Material for this exercise >>
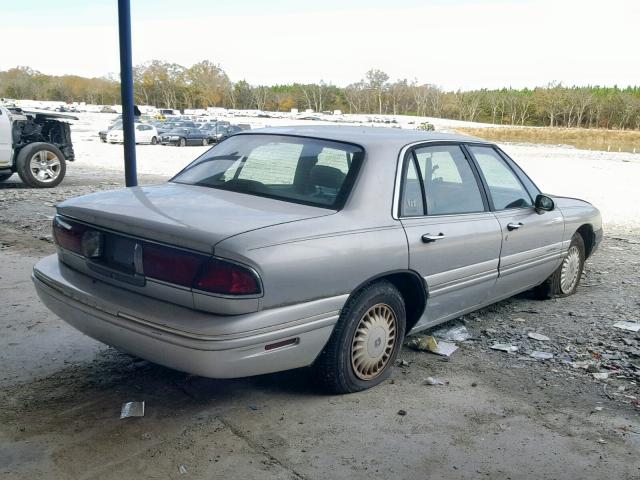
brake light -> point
(68, 235)
(218, 276)
(170, 264)
(198, 271)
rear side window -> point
(412, 204)
(302, 170)
(450, 186)
(504, 186)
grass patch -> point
(583, 138)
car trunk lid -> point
(187, 216)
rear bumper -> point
(597, 239)
(222, 355)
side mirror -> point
(544, 203)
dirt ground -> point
(499, 415)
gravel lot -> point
(498, 415)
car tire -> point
(37, 158)
(565, 279)
(365, 342)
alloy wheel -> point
(373, 341)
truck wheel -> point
(41, 165)
(564, 281)
(366, 340)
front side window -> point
(449, 183)
(504, 186)
(302, 170)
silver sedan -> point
(288, 247)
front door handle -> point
(514, 226)
(428, 238)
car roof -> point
(366, 136)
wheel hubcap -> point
(45, 166)
(570, 270)
(373, 342)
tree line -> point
(205, 84)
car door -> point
(140, 136)
(453, 238)
(6, 147)
(531, 240)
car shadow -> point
(114, 377)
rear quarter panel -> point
(576, 213)
(318, 258)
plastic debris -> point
(538, 336)
(457, 333)
(631, 326)
(132, 409)
(433, 381)
(428, 343)
(541, 355)
(443, 348)
(504, 347)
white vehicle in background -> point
(144, 132)
(36, 145)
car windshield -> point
(295, 169)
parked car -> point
(36, 145)
(185, 136)
(286, 247)
(219, 132)
(116, 125)
(172, 125)
(145, 133)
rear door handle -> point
(514, 226)
(428, 238)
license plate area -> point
(119, 254)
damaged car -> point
(321, 246)
(35, 145)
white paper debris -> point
(132, 409)
(538, 336)
(457, 333)
(433, 381)
(541, 355)
(631, 326)
(505, 347)
(443, 348)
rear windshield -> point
(301, 170)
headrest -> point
(325, 176)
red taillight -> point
(197, 271)
(218, 276)
(170, 264)
(68, 234)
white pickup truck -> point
(36, 145)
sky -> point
(455, 44)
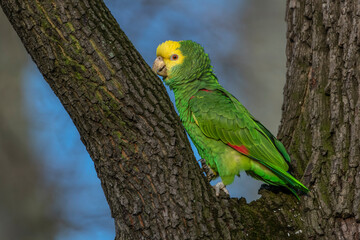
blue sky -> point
(56, 139)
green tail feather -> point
(291, 183)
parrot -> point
(225, 134)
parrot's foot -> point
(210, 174)
(220, 186)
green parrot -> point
(225, 134)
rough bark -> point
(153, 184)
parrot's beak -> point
(159, 67)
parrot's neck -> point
(183, 93)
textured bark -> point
(152, 182)
(26, 205)
(320, 123)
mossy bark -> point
(153, 184)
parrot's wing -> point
(220, 116)
(280, 147)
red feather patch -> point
(242, 149)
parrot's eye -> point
(174, 57)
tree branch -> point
(152, 182)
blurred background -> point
(48, 184)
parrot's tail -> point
(281, 178)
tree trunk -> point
(321, 116)
(153, 184)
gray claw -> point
(210, 174)
(220, 186)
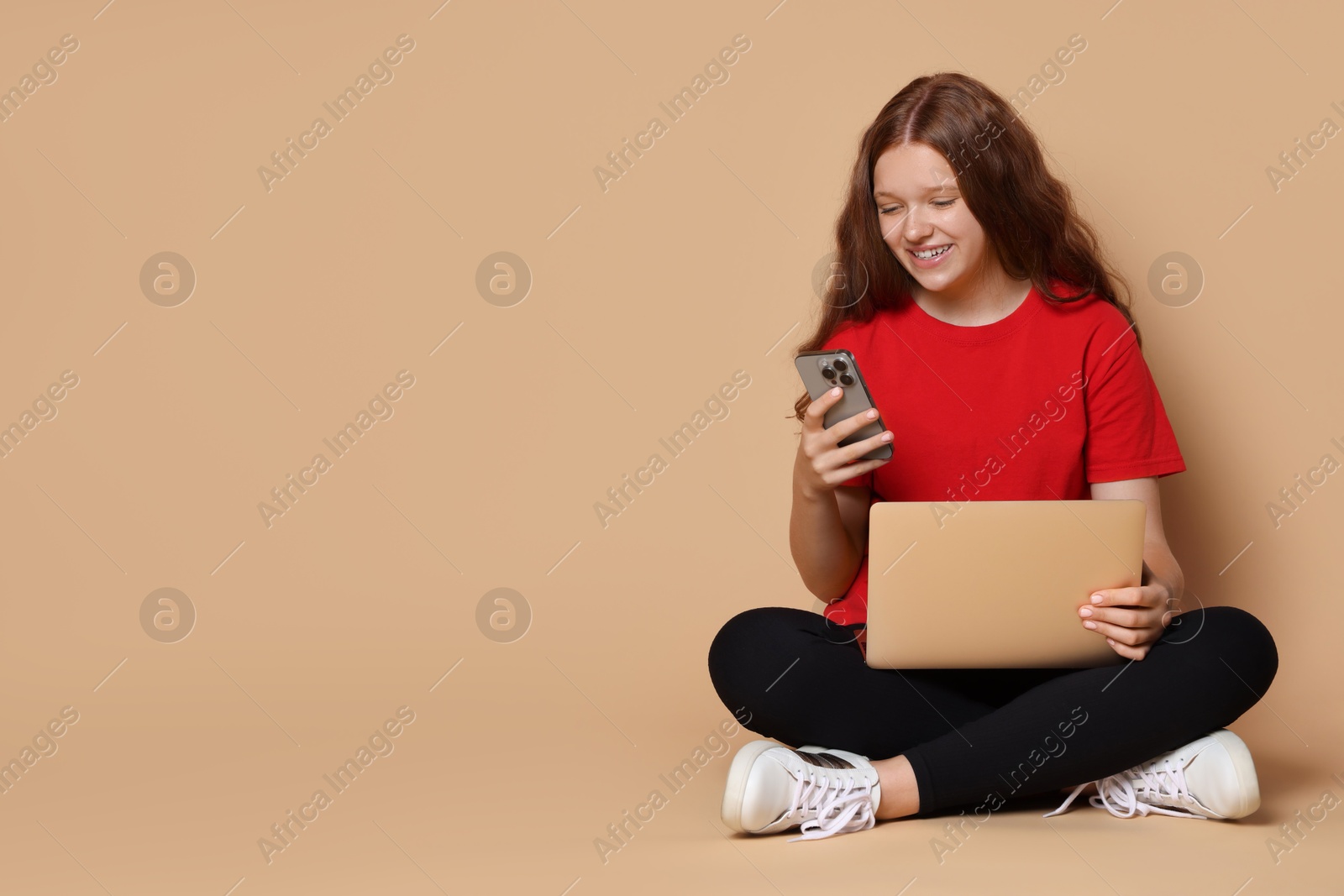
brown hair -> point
(1027, 214)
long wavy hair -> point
(1027, 214)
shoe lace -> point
(1140, 790)
(831, 804)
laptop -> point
(995, 584)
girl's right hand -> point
(822, 463)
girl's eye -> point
(938, 203)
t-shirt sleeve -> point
(837, 340)
(1128, 432)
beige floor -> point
(183, 741)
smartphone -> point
(823, 371)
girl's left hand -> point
(1131, 618)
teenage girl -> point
(1000, 351)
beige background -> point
(644, 300)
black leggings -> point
(974, 734)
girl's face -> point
(921, 210)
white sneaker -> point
(823, 792)
(1209, 778)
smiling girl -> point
(985, 291)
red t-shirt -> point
(1032, 407)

Given problem >>
Copy all of the rows above word for word, leaving out the pictures.

Written answer >>
brake light -> point
(68, 235)
(218, 276)
(170, 264)
(198, 271)
rear side window -> point
(412, 204)
(302, 170)
(450, 186)
(504, 186)
grass patch -> point
(583, 138)
car trunk lid -> point
(187, 216)
rear bumper -> point
(597, 239)
(222, 355)
side mirror -> point
(544, 203)
dirt ground -> point
(499, 415)
gravel lot -> point
(498, 415)
car tire -> point
(37, 158)
(565, 279)
(365, 342)
alloy wheel -> point
(373, 341)
truck wheel -> point
(41, 165)
(564, 281)
(366, 340)
front side window -> point
(449, 183)
(504, 186)
(302, 170)
silver sedan -> point
(288, 247)
front door handle -> point
(514, 226)
(428, 238)
car roof -> point
(366, 136)
wheel hubcap -> point
(45, 166)
(570, 270)
(373, 342)
tree line -> point
(205, 84)
car door -> point
(140, 136)
(453, 238)
(6, 147)
(531, 240)
car shadow -> point
(114, 377)
rear quarter panel -> point
(576, 213)
(318, 258)
plastic debris -> point
(538, 336)
(457, 333)
(631, 326)
(132, 409)
(433, 381)
(428, 343)
(541, 355)
(443, 348)
(504, 347)
white vehicle in background -> point
(144, 132)
(36, 145)
car windshield -> point
(295, 169)
parked car -> point
(36, 145)
(185, 136)
(286, 247)
(219, 132)
(116, 125)
(172, 125)
(145, 133)
rear door handle -> point
(514, 226)
(428, 238)
license plate area -> point
(119, 254)
damaged car -> point
(321, 246)
(35, 145)
white paper debris -> point
(132, 409)
(538, 336)
(457, 333)
(433, 381)
(541, 355)
(631, 326)
(505, 347)
(443, 348)
rear windshield -> point
(301, 170)
headrest -> point
(325, 176)
red taillight -> point
(197, 271)
(218, 276)
(170, 264)
(68, 234)
white pickup truck -> point
(36, 145)
sky -> point
(455, 44)
blue sky -> point
(56, 139)
green tail feather -> point
(291, 183)
parrot -> point
(225, 134)
parrot's foot -> point
(210, 174)
(220, 186)
green parrot -> point
(225, 134)
rough bark -> point
(153, 184)
parrot's beak -> point
(159, 67)
parrot's neck -> point
(183, 93)
textured bark -> point
(152, 182)
(26, 205)
(320, 123)
mossy bark -> point
(153, 184)
parrot's wing -> point
(220, 116)
(280, 147)
red feather patch -> point
(242, 149)
parrot's eye -> point
(174, 57)
tree branch -> point
(152, 182)
blurred background -> point
(48, 184)
parrot's tail -> point
(281, 178)
tree trunk -> point
(321, 116)
(153, 184)
gray claw -> point
(210, 174)
(220, 186)
brown hair -> point
(1027, 214)
long wavy hair -> point
(1027, 214)
shoe lace -> point
(1140, 790)
(831, 804)
laptop -> point
(995, 584)
girl's right hand -> point
(822, 463)
girl's eye -> point
(938, 203)
t-shirt sleeve -> point
(837, 340)
(1128, 432)
beige floor -> point
(183, 741)
smartphone -> point
(823, 371)
girl's left hand -> point
(1131, 618)
teenage girl -> point
(1000, 351)
beige background -> point
(644, 300)
black leggings -> point
(974, 734)
girl's face -> point
(921, 210)
white sneaker -> point
(823, 792)
(1209, 778)
smiling girl -> point
(985, 291)
red t-shirt -> point
(1032, 407)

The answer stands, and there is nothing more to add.